┌────────

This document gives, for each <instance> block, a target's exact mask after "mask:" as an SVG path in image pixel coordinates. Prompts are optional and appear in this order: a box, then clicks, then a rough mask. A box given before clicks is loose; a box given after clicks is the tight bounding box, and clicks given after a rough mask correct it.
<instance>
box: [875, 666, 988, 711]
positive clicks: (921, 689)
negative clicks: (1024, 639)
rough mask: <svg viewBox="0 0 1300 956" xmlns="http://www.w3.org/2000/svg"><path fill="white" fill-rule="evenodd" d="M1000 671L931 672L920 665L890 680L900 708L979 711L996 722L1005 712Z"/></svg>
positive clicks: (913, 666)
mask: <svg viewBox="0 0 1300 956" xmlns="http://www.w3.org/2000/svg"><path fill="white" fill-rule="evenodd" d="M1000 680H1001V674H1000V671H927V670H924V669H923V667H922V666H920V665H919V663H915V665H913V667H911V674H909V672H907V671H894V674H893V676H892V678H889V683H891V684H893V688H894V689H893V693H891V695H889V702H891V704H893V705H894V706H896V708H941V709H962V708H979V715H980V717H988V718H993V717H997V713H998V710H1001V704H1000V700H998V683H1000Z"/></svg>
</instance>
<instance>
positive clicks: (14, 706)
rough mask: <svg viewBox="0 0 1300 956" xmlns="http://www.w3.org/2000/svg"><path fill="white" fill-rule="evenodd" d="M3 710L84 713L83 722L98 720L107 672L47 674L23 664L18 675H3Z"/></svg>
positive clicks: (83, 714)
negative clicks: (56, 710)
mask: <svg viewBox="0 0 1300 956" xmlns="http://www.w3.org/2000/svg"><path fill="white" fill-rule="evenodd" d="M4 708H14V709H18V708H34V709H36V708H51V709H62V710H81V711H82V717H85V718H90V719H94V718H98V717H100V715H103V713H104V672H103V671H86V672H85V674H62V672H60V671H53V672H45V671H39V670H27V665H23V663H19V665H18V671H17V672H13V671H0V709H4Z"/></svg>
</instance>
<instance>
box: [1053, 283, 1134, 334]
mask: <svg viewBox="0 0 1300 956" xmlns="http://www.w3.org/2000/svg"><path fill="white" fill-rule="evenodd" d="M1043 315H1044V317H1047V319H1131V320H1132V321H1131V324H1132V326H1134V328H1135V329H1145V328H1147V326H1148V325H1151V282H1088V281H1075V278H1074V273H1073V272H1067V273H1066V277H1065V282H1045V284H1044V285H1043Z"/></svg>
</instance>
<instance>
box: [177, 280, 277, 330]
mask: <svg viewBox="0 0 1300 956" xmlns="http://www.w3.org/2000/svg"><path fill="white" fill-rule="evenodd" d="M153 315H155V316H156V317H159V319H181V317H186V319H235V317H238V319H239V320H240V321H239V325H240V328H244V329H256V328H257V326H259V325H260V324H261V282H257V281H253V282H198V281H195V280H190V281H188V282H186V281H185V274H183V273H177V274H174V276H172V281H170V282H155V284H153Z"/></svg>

└────────

* _Task goal_
Make a tally of the lines in this material that hold the string "rough", then give that number without any other words.

* _Answer section_
3